EXERCISE PROMPT –
The records sit below. Return every line in them that holds the word "green".

DATASET RECORDS –
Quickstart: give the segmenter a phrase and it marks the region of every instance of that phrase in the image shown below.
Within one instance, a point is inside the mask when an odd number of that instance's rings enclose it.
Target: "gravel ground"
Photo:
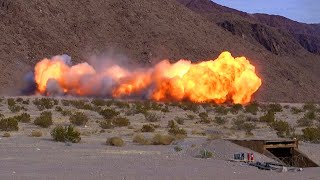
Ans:
[[[249,150],[223,140],[190,138],[171,146],[103,145],[105,137],[84,138],[67,146],[49,137],[14,136],[0,140],[0,179],[320,179],[320,168],[302,172],[261,171],[229,162],[234,152]],[[191,147],[192,146],[192,147]],[[195,158],[202,147],[211,159]],[[250,152],[250,151],[249,151]],[[255,153],[256,160],[268,161]]]

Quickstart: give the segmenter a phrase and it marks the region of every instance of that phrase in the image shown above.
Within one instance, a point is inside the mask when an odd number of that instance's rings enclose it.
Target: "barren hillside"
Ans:
[[[189,3],[201,2],[205,1]],[[113,52],[125,55],[128,64],[147,66],[163,58],[213,59],[229,50],[257,67],[263,79],[257,100],[320,99],[319,56],[308,52],[290,32],[262,22],[252,25],[245,13],[232,10],[218,11],[222,24],[217,24],[189,8],[176,0],[0,0],[1,92],[17,93],[18,82],[38,60],[57,54],[81,62]],[[207,8],[209,15],[212,8]]]

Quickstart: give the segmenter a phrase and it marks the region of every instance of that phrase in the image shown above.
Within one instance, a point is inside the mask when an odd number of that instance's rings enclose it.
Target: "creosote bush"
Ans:
[[[271,112],[282,112],[281,104],[269,104],[268,110]]]
[[[14,118],[19,121],[19,122],[23,122],[23,123],[29,123],[31,121],[31,117],[28,113],[22,113],[18,116],[14,116]]]
[[[124,127],[124,126],[129,126],[130,121],[128,118],[119,116],[119,117],[114,117],[112,119],[112,124],[117,127]]]
[[[8,103],[8,106],[15,106],[16,105],[15,100],[12,98],[8,98],[7,103]]]
[[[155,127],[153,124],[144,124],[141,128],[141,132],[154,132]]]
[[[232,105],[230,111],[233,114],[237,114],[239,111],[243,110],[242,104],[234,104]]]
[[[298,121],[297,121],[297,124],[298,126],[300,127],[305,127],[305,126],[312,126],[313,125],[313,120],[312,119],[309,119],[309,118],[300,118]]]
[[[113,109],[103,109],[99,112],[99,114],[106,119],[111,119],[113,117],[118,116],[120,113]]]
[[[316,109],[317,107],[313,103],[306,103],[303,105],[303,110],[315,111]]]
[[[178,106],[185,111],[189,110],[193,111],[194,113],[199,111],[199,104],[193,102],[182,102]]]
[[[144,117],[146,118],[146,121],[148,121],[148,122],[158,122],[161,119],[160,115],[158,115],[156,113],[145,113]]]
[[[71,125],[67,127],[57,125],[55,128],[52,129],[51,136],[53,140],[57,142],[78,143],[81,141],[80,132],[75,130],[74,127]]]
[[[111,137],[111,138],[108,138],[106,143],[107,143],[108,145],[118,146],[118,147],[121,147],[121,146],[124,145],[124,141],[123,141],[123,139],[121,139],[120,137]]]
[[[180,125],[184,124],[184,118],[182,117],[175,117],[174,120]]]
[[[5,118],[0,120],[1,131],[18,131],[18,121],[15,118]]]
[[[301,113],[301,112],[304,112],[304,110],[299,109],[299,108],[296,108],[296,107],[292,107],[292,108],[291,108],[291,113],[292,113],[292,114],[299,114],[299,113]]]
[[[101,121],[100,122],[100,127],[102,129],[112,129],[114,128],[114,125],[112,124],[112,121],[110,119],[105,120],[105,121]]]
[[[260,117],[261,122],[273,123],[275,121],[274,111],[268,111],[265,115]]]
[[[51,98],[41,98],[35,99],[33,104],[37,106],[37,108],[42,111],[44,109],[52,109],[55,104],[57,104],[57,100]]]
[[[219,105],[215,108],[214,110],[217,114],[220,114],[220,115],[227,115],[228,112],[229,112],[229,109],[226,107],[226,106],[223,106],[223,105]]]
[[[302,139],[312,143],[320,143],[320,127],[308,127],[302,130]]]
[[[41,112],[40,116],[34,120],[34,124],[43,128],[48,128],[53,124],[52,113],[50,111]]]
[[[227,122],[227,120],[223,117],[216,116],[214,118],[214,122],[217,123],[218,125],[224,125]]]
[[[76,112],[69,118],[70,122],[76,126],[82,126],[85,125],[89,119],[87,115],[83,112]]]
[[[91,103],[95,106],[105,106],[107,104],[103,99],[93,99]]]
[[[289,137],[294,132],[294,129],[288,122],[282,120],[276,120],[270,124],[270,127],[277,131],[279,137]]]
[[[246,113],[251,113],[253,115],[257,115],[258,111],[259,111],[259,104],[257,102],[253,102],[253,103],[245,106]]]
[[[245,131],[248,135],[252,135],[251,131],[254,130],[256,126],[251,122],[247,122],[245,116],[238,116],[237,118],[233,119],[233,128],[236,130]]]

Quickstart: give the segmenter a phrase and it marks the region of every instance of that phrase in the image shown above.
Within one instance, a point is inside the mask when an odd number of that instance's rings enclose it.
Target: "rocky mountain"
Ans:
[[[0,0],[0,90],[17,94],[25,73],[57,54],[74,62],[107,54],[150,66],[164,58],[214,59],[228,50],[256,66],[263,79],[257,100],[317,101],[319,41],[303,44],[288,27],[208,0]]]

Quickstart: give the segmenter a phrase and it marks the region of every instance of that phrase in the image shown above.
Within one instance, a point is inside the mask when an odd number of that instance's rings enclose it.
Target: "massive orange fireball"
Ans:
[[[101,69],[101,68],[99,68]],[[255,67],[245,57],[223,52],[216,60],[192,64],[163,60],[153,68],[129,71],[118,65],[96,70],[88,63],[68,65],[62,56],[44,59],[35,66],[41,94],[112,96],[145,94],[156,101],[246,104],[261,86]]]

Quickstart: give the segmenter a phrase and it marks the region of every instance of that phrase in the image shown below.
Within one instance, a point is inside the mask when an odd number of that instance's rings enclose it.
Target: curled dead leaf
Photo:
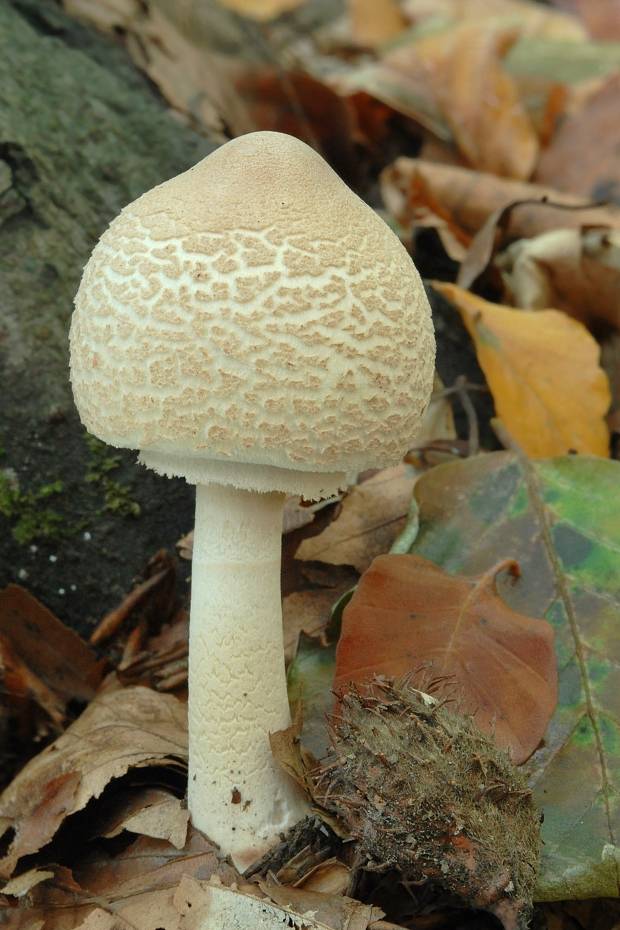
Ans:
[[[334,687],[376,674],[444,679],[459,709],[523,762],[555,708],[557,669],[550,624],[499,597],[505,568],[515,563],[464,578],[419,556],[375,559],[343,613]]]
[[[557,229],[520,239],[495,259],[509,301],[555,307],[620,329],[620,229]]]
[[[130,768],[183,771],[186,759],[184,704],[147,688],[102,694],[0,795],[0,822],[14,830],[0,876],[10,878],[22,856],[45,846],[67,817]]]

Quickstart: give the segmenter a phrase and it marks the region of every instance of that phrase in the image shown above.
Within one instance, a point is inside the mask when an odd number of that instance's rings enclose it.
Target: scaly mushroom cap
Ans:
[[[399,461],[433,366],[397,237],[313,149],[273,132],[126,207],[71,326],[90,432],[158,471],[258,490],[324,492]]]

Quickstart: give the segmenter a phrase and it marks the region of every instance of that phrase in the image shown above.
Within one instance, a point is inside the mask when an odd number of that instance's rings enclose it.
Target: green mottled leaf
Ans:
[[[516,558],[503,598],[556,631],[559,704],[529,763],[545,815],[538,898],[617,896],[620,464],[498,452],[433,469],[416,498],[411,552],[467,575]]]
[[[335,666],[335,644],[324,646],[316,637],[300,635],[288,670],[288,696],[292,705],[302,702],[303,744],[317,759],[329,744],[325,715],[332,709]]]

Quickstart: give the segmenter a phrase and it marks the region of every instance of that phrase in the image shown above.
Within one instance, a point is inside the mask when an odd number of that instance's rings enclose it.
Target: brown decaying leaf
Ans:
[[[395,38],[407,25],[396,0],[347,0],[353,41],[377,48]]]
[[[126,790],[112,811],[97,827],[99,836],[118,836],[123,830],[167,840],[183,849],[187,839],[189,812],[181,801],[161,788]]]
[[[578,0],[576,0],[578,2]],[[587,3],[587,0],[584,0]],[[530,0],[403,0],[403,12],[416,26],[434,17],[460,22],[488,21],[508,17],[519,25],[528,37],[579,40],[586,37],[583,26],[575,16],[549,9]]]
[[[176,568],[173,559],[165,549],[160,549],[149,560],[146,574],[146,580],[136,585],[122,603],[107,613],[98,623],[90,637],[93,645],[99,645],[114,636],[139,608],[146,607],[150,611],[154,610],[158,614],[159,622],[168,619],[174,600]]]
[[[234,36],[242,43],[240,23],[231,11],[193,0],[148,5],[136,0],[63,0],[63,5],[70,15],[122,35],[136,66],[171,107],[211,138],[225,141],[224,122],[233,135],[256,128],[234,90],[234,80],[245,66],[216,51],[211,41],[226,20],[227,38]]]
[[[21,856],[46,845],[66,817],[130,768],[183,770],[186,759],[186,708],[176,698],[146,688],[96,698],[0,796],[0,823],[15,831],[0,877],[10,878]]]
[[[67,701],[89,701],[101,679],[101,663],[77,633],[15,584],[0,591],[2,652],[5,663],[8,659],[16,678],[23,681],[24,692],[57,724]]]
[[[620,6],[617,17],[620,22]],[[619,99],[616,73],[562,123],[542,154],[536,180],[586,198],[620,203]]]
[[[502,230],[504,241],[531,239],[550,229],[620,227],[620,209],[615,207],[566,210],[543,203],[547,199],[564,207],[582,207],[583,197],[574,194],[454,165],[397,158],[381,174],[381,192],[388,211],[409,235],[416,225],[420,189],[425,192],[422,206],[425,207],[428,197],[441,204],[445,222],[460,230],[465,242],[470,242],[492,215],[499,217],[501,211],[517,201],[523,203],[510,211],[510,221]]]
[[[345,574],[341,581],[325,588],[309,588],[288,594],[282,602],[284,624],[284,657],[287,662],[295,656],[301,633],[320,636],[329,623],[336,601],[349,591],[357,580]]]
[[[319,536],[304,539],[297,558],[365,571],[403,528],[414,482],[413,469],[397,465],[356,485],[344,498],[338,519]]]
[[[274,930],[279,926],[303,926],[307,930],[368,930],[383,911],[340,895],[323,895],[287,888],[273,882],[227,888],[183,878],[174,897],[184,930],[213,927]]]
[[[497,413],[523,451],[609,455],[609,383],[581,323],[558,310],[492,304],[454,284],[433,287],[460,312]]]
[[[620,98],[619,98],[620,99]],[[620,230],[558,229],[498,255],[507,302],[620,329]]]
[[[503,562],[477,578],[412,555],[375,559],[344,610],[334,686],[375,674],[446,679],[443,694],[523,762],[557,700],[553,629],[509,608],[495,588]]]
[[[29,879],[27,906],[4,909],[2,926],[6,930],[37,926],[45,930],[84,926],[174,930],[179,926],[179,913],[173,897],[183,876],[206,880],[218,875],[227,884],[241,881],[217,848],[191,828],[183,850],[148,837],[140,837],[120,852],[91,850],[73,872],[54,866],[52,879]],[[20,887],[17,880],[15,892]]]
[[[417,42],[413,51],[416,59],[424,60],[424,49],[432,44],[431,61],[439,52],[433,93],[469,163],[481,171],[525,180],[538,157],[538,140],[517,86],[501,64],[513,37],[512,31],[462,23],[447,35]]]

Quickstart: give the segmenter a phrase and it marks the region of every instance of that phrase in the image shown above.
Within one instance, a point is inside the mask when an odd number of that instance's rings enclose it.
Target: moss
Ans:
[[[11,534],[20,545],[35,539],[61,538],[68,530],[62,516],[41,502],[60,494],[62,481],[52,481],[38,488],[22,491],[12,469],[0,472],[0,514],[10,521]]]
[[[121,466],[121,457],[113,453],[105,442],[91,436],[85,437],[88,448],[88,463],[85,481],[100,485],[103,492],[103,510],[121,517],[139,517],[140,504],[132,499],[131,485],[117,481],[110,472]]]

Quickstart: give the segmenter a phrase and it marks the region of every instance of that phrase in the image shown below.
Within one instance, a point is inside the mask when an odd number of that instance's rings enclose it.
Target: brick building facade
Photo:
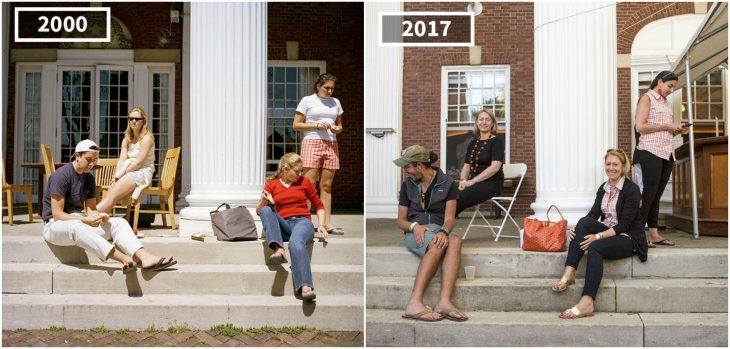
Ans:
[[[58,7],[58,3],[12,3],[7,7],[10,23],[5,24],[9,38],[14,37],[15,7]],[[66,7],[88,7],[90,3],[64,3]],[[184,14],[183,3],[101,3],[110,7],[111,16],[122,23],[129,31],[134,50],[134,63],[164,62],[174,66],[174,114],[170,116],[169,130],[172,138],[170,147],[183,146],[183,22],[171,23],[170,10]],[[295,20],[293,20],[295,19]],[[334,210],[363,209],[363,45],[361,3],[271,3],[268,5],[268,59],[286,60],[286,41],[299,41],[299,60],[326,61],[327,70],[338,76],[335,96],[342,102],[345,110],[344,131],[338,137],[341,155],[341,171],[333,184]],[[163,33],[164,32],[164,33]],[[160,36],[166,37],[161,43]],[[5,103],[4,157],[6,173],[10,182],[15,180],[16,167],[27,159],[16,159],[16,131],[22,118],[16,115],[16,65],[37,63],[38,70],[44,63],[55,63],[56,49],[69,48],[58,43],[9,43],[8,74],[5,78],[7,99]],[[89,48],[73,46],[69,49]],[[91,48],[92,50],[103,50]],[[67,50],[68,51],[68,50]],[[59,65],[62,63],[59,63]],[[90,66],[109,64],[90,62]],[[131,65],[132,62],[125,63]],[[93,68],[92,68],[93,69]],[[45,87],[42,87],[45,88]],[[55,87],[53,87],[55,88]],[[150,93],[151,95],[151,93]],[[150,100],[152,97],[149,97]],[[195,96],[191,96],[195,98]],[[46,102],[44,102],[46,103]],[[131,105],[128,108],[131,109]],[[125,112],[126,114],[126,112]],[[151,110],[147,110],[151,114]],[[292,115],[293,116],[293,115]],[[47,118],[47,116],[45,116]],[[41,119],[44,120],[44,119]],[[126,124],[124,124],[126,125]],[[124,126],[126,127],[126,126]],[[52,132],[52,131],[51,131]],[[123,132],[123,127],[122,127]],[[56,139],[41,137],[40,143],[52,145]],[[43,140],[45,139],[45,140]],[[36,141],[37,142],[37,141]],[[37,145],[36,145],[37,146]],[[159,162],[160,156],[158,156]],[[38,157],[40,160],[40,156]],[[36,161],[38,161],[36,160]],[[67,161],[56,159],[57,162]],[[183,189],[183,161],[178,162],[176,194]]]
[[[513,210],[519,215],[533,211],[535,201],[535,90],[532,3],[483,2],[475,17],[475,45],[482,46],[481,65],[509,66],[510,162],[528,166]],[[405,3],[404,11],[464,11],[466,3]],[[695,13],[694,3],[617,3],[617,54],[631,53],[636,34],[646,24],[670,16]],[[403,58],[403,147],[421,144],[438,152],[441,146],[442,66],[469,65],[469,48],[406,47]],[[619,67],[618,146],[631,149],[631,68]],[[588,82],[589,83],[589,82]],[[588,88],[588,87],[587,87]],[[555,141],[560,137],[556,135]],[[440,156],[443,159],[443,156]]]

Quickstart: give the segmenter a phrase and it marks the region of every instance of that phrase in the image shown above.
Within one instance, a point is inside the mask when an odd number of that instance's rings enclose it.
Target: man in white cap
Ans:
[[[99,146],[83,140],[76,145],[73,161],[48,179],[43,193],[43,238],[54,245],[79,246],[102,261],[118,261],[125,274],[135,271],[137,265],[143,270],[162,270],[177,263],[172,256],[149,253],[126,220],[96,210],[96,182],[89,172],[98,157]]]

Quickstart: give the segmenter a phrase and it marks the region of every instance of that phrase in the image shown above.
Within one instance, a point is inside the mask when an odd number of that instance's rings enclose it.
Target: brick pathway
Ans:
[[[215,331],[16,330],[3,331],[4,347],[362,347],[360,331],[249,333],[227,337]]]

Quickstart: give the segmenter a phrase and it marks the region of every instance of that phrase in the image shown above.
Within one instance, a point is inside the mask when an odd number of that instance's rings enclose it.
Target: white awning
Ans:
[[[727,24],[727,2],[715,2],[680,58],[672,65],[672,71],[679,78],[676,88],[686,83],[684,74],[687,59],[692,80],[727,63]]]

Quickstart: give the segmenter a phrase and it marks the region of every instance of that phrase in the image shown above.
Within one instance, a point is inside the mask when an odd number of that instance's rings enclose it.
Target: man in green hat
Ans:
[[[406,248],[421,257],[404,318],[439,321],[446,317],[466,321],[466,314],[451,303],[461,262],[461,238],[449,232],[454,227],[459,187],[441,169],[431,166],[438,155],[420,145],[412,145],[393,160],[408,178],[403,181],[398,200],[398,227],[405,234]],[[443,262],[442,262],[443,261]],[[441,264],[441,293],[431,310],[423,295]]]

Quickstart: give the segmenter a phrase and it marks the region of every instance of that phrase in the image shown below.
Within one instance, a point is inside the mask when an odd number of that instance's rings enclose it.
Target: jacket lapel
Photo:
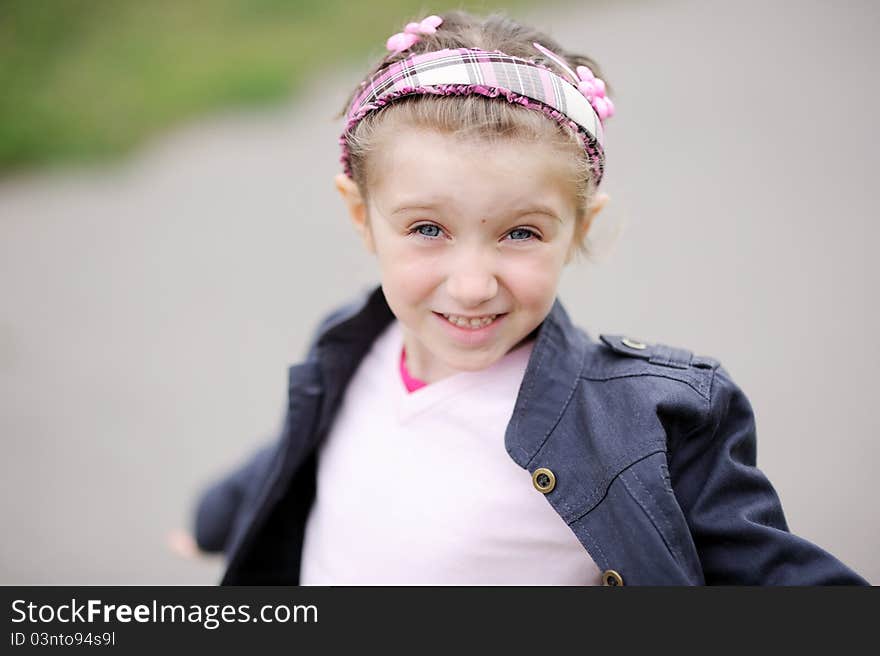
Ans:
[[[330,427],[348,383],[376,338],[394,319],[382,286],[348,305],[318,336],[315,349],[325,396],[317,435]]]
[[[528,469],[571,400],[588,338],[557,298],[541,323],[504,436],[514,462]]]

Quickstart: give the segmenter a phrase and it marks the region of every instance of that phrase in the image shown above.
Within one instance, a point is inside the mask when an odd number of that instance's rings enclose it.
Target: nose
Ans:
[[[478,308],[498,294],[498,278],[491,258],[470,251],[454,258],[446,278],[446,291],[461,308]]]

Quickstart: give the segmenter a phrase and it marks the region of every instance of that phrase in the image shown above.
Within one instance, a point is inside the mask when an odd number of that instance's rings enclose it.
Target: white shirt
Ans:
[[[302,585],[601,584],[504,448],[533,345],[408,392],[391,322],[319,447]]]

EXERCISE SOLUTION –
Target: green mottled leaf
Target: man in green hat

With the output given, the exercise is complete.